(Natural language region descriptions)
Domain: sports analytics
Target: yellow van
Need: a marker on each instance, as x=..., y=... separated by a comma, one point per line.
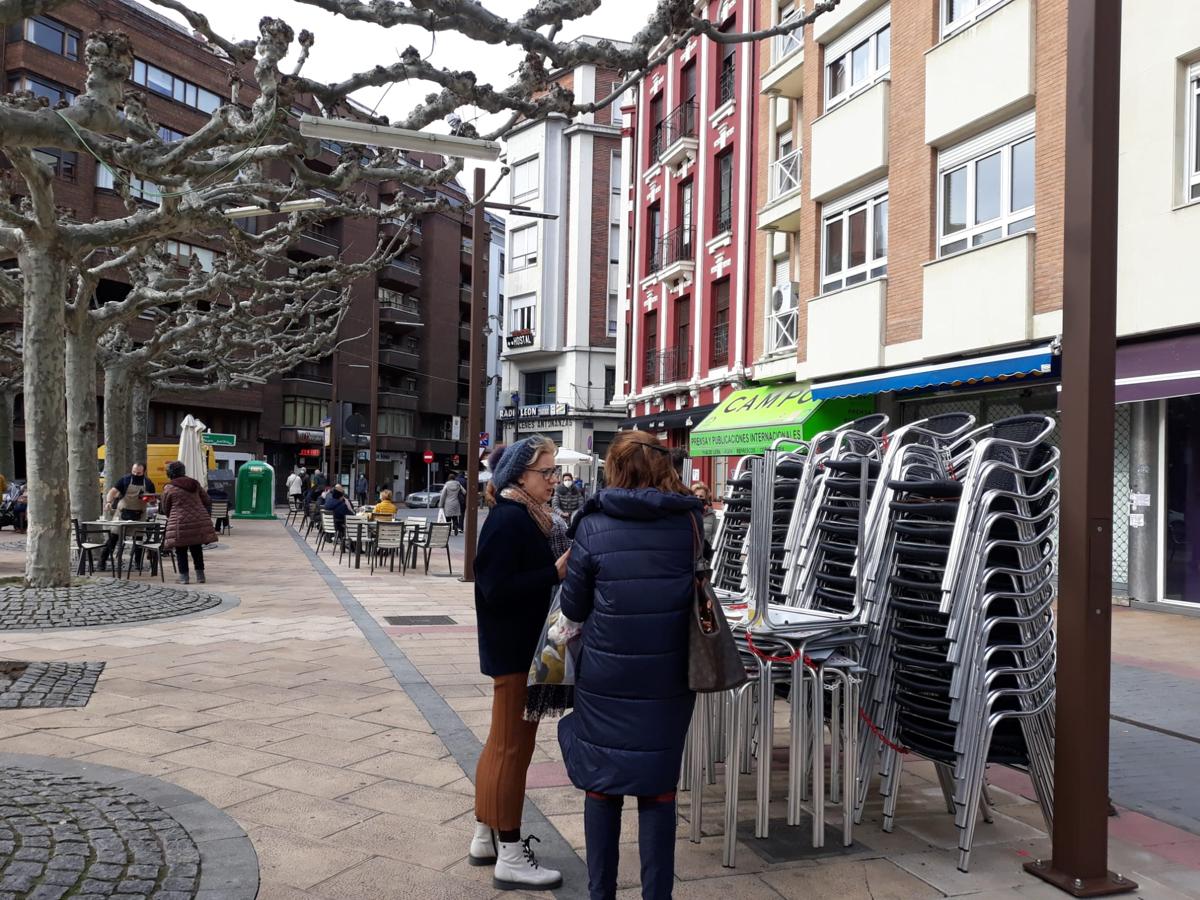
x=157, y=456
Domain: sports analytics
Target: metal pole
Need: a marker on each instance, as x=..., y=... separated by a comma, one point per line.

== GOAL OF THE EXERCISE ==
State how many lines of the data above contain the word "Target", and include nothing other than that number.

== TASK RESULT ==
2